Таким образом, из показаний Лермонтова следует, что спор происходил в день, когда разнеслась по городу весть о несчастном поединке Пушкина, а из письма Раевского к Шан-Гирею, что «большая половина элегии» написана непосредственно после спора и что стихи «были отражением мнений не одного лица, но весьма многих».
В копии стихотворения, приобщенного к делу о «непозволительных стихах, написанных корнетом лейб-гвардии Гусарского полка Лермонтовым, и о распространении оных губернским секретарем Раевским», стоит дата: «28 Генваря 1837», тогда как Пушкин умер 29-го.
Можно ли допустить, что Лермонтов сел сочинять стихи на смерть Пушкина, зная, что Пушкин жив?
Разумеется, этого быть не могло! Но если Лермонтов думал, что Пушкин уже погиб, в то время как Пушкин еще не умер, это случиться могло.
Слухи о Пушкине поминутно менялись. Видимо, кто-то из вновь пришедших гостей сообщил, что Пушкин скончался. «До нас беспрестанно доходили известия, — подтверждает вдова писателя В. И. Карлгофа, — противоречащие одно другому: то говорили, что рана не опасна, то что нет надежды, сказали уже, что он умер, немного погодя услышали, что он жив и чувствует облегчение. Переходя от страха к надежде, мы томительно провели день 28 и утро 29»
[62].
Почему же в таком случае Раевский указал в своем «Объяснении», что стихотворение было написано «(вечером) 29 или 30 дня»?
Да потому, что поступок Лермонтова он мотивирует тем, что «государь император осыпал семейство Пушкина милостями, след<овательно> дорожил им» и что, «стало быть, можно было бранить врагов Пушкина». Но нельзя было говорить о «милостях» раньше, чем они были оказаны.

+++

**ЧТО НУЖНО СДЕЛАТЬ:**
1. Преобразуйте в нумерованный список строки записей, начиная со строки с «Place a point on the bare soil» и заканчивая строкой с «<point>105,231</point>» включительно. Пустые строки в список не включайте.
2. Продолжите текст о стихах Лермонтова на смерть Пушкина, начав сразу после его последнего предложения.
Текст о стихах Лермонтова на смерть Пушкина никак не связан с записями.

**СОХРАНЁННЫЕ ДАННЫЕ:**

+++

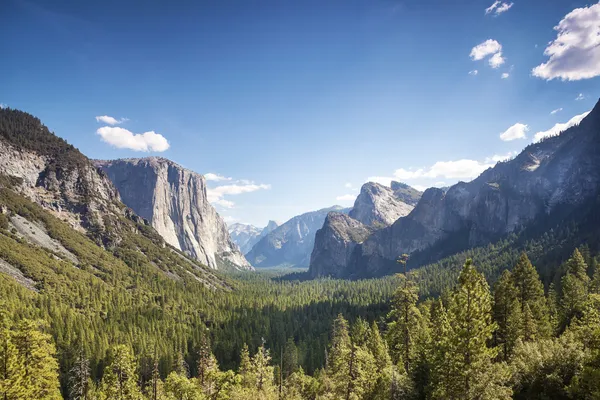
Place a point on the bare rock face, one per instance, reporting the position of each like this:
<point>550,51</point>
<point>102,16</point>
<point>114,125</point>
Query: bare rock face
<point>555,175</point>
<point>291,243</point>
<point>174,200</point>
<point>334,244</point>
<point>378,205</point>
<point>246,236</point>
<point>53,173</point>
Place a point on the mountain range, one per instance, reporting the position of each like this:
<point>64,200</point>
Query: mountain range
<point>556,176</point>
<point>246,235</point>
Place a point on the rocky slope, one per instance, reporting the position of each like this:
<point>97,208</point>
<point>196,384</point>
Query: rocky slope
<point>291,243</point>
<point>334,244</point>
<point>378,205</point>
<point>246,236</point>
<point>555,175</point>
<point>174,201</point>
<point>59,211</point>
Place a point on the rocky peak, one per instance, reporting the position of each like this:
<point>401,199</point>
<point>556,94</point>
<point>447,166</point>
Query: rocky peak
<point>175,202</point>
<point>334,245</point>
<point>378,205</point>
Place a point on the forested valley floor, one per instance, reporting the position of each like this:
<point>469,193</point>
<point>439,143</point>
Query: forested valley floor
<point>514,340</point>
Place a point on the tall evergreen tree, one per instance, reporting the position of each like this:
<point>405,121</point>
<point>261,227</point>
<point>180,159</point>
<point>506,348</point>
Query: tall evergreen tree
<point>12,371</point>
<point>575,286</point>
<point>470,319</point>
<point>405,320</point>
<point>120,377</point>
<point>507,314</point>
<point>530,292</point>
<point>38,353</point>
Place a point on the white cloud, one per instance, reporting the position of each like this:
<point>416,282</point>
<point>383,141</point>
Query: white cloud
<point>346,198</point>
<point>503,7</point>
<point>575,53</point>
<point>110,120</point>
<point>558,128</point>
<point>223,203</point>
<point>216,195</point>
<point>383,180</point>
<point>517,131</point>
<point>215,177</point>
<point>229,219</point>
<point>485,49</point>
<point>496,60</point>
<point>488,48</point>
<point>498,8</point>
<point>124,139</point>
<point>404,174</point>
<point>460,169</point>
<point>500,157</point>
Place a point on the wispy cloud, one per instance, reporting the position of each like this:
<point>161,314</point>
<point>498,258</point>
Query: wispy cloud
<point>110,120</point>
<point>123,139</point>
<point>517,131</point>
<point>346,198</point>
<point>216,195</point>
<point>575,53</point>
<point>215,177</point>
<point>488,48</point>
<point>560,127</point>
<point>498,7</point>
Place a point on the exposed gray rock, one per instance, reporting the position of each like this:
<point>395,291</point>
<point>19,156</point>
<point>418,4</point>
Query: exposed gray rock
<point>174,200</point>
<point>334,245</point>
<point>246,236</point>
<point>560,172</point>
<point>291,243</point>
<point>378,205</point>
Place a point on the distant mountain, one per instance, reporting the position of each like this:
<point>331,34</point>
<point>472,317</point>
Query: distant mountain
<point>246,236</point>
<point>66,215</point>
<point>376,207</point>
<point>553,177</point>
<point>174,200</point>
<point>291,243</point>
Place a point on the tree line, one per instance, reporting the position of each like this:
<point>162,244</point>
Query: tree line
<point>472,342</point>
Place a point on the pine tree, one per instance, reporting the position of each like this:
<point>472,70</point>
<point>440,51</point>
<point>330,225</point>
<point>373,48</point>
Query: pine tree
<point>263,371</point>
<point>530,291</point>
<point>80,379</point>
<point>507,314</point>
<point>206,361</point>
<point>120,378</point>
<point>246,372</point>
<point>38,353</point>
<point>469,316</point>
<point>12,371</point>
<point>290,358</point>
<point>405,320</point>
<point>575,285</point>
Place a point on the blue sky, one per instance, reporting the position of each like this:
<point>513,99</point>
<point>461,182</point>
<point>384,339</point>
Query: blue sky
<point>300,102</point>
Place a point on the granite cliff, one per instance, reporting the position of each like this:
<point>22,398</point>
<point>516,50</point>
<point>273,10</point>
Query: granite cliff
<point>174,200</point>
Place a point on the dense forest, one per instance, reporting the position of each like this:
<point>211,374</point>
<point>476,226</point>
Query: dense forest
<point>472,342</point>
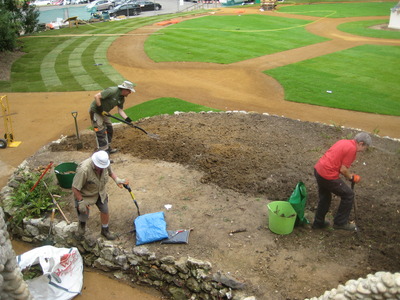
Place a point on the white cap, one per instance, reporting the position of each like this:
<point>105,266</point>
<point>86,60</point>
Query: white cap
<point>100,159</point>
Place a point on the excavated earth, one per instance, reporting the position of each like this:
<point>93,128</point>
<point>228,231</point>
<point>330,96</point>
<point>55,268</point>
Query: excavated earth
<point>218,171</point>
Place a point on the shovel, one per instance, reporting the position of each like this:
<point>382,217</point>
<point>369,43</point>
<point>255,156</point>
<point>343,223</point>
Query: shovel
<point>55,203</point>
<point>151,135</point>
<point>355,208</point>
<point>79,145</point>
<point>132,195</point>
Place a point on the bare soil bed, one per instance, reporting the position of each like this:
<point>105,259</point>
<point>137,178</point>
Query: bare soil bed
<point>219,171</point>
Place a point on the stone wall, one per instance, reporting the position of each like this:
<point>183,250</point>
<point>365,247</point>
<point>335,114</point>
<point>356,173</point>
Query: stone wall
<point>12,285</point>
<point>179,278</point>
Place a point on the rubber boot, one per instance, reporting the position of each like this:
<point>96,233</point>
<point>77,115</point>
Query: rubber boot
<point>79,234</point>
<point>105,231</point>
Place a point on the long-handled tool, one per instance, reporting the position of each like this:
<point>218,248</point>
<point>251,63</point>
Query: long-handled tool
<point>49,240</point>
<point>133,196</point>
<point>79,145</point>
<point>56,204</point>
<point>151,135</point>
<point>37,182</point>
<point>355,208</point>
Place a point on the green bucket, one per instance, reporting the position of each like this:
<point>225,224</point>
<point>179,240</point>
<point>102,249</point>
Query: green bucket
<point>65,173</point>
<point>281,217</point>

+++

**ОТВЕТЫ К ЗАДАНИЯМ:**
1.
1. Place a point on the bare soil bed, one per instance, reporting the position of each like this:
2. <point>105,259</point>
3. <point>137,178</point>
4. Query: bare soil bed
5. <point>219,171</point>
6. Place a point on the stone wall, one per instance, reporting the position of each like this:
7. <point>183,250</point>
8. <point>365,247</point>
9. <point>335,114</point>
10. <point>356,173</point>
11. Query: stone wall
12. <point>12,285</point>
13. <point>179,278</point>
14. Place a point on the rubber boot, one per instance, reporting the position of each like this:
15. <point>96,233</point>
16. <point>77,115</point>
17. Query: rubber boot
18. <point>79,234</point>
19. <point>105,231</point>

2.
Таким образом, дату, стоящую под стихотворением в копии «Дела», которую, в частности, я отвергал очень усердно, следует, видимо, считать верной. В таком случае стихотворение в основной его части до слов «И на устах его печать» написано в квартире Арсеньевой на Садовой улице после горячего спора многочисленных гостей, пришедших к Лермонтову и к его другу вечером 28 числа. Это вполне согласуется с указанием Шан-Гирея, что Лермонтов «под свежим еще влиянием истинного горя и негодования… в один присест написал несколько строф, разнесшихся в два дня по всему городу»
[63]. (Курсив мой. — И. А.)
Действительно, 30 января днем, с копии, принадлежавшей улану Владимиру Глинке, стихотворение уже списал журналист В. П. Бурнашев. Этого не могло быть, если бы Лермонтов написал «Смерть Поэта» 30-го и даже 29-го вечером: Владимир Глинка не принадлежал к числу лермонтовских знакомых, следовательно, должен был списать сам у кого-то другого. Для этого нужно было хотя бы немного времени. Весь вопрос только в том, можно ли верить словам Бурнашева.
6
Владимир Петрович Бурнашев в 1837 году служил в военном министерстве и занимался литературным трудом. Сын орловского вице-губернатора, красивый и способный молодой человек, получивший бессистемное домашнее образование, он начал с того, что в 1828 году напечатал в «Отечественных записках» П. П. Свиньина статью «Цветок юноши-поэта на гроб императрицы Марии Федоровны», был «обласкан» здравствующей императрицей и получил доступ в дома некоторых крупных сановников
[64]. С этого времени его стали охотно печатать разные периодические издания, в том числе «Северная пчела». Бурнашев поступил на службу, но долго на одном месте не засиживался и переходил из министерства в министерство, с такою же легкостью меняя и литературных заказчиков. Он сочинял статьи об Эрмитаже и о табачном фабриканте Жукове, о портных и кондитерах, о выделке овчин и мануфактурных выставках, о сельском хозяйстве и путешествиях, писал «для народа», для домашних хозяек и получил прозвище «Быстропишев»
[65]. Это был беспринципный ремесленник, готовый и бранить и хвалить по заказу. Одна из его книжек, выпущенная под псевдонимом «Виктор Бурьянов», — «Прогулка с детьми по С.-Петербургу и его окрестностям» вызвала уничтожающий отзыв Белинского (1838)
[66]. Не составив себе доброго имени, Бурнашев нажил массу врагов.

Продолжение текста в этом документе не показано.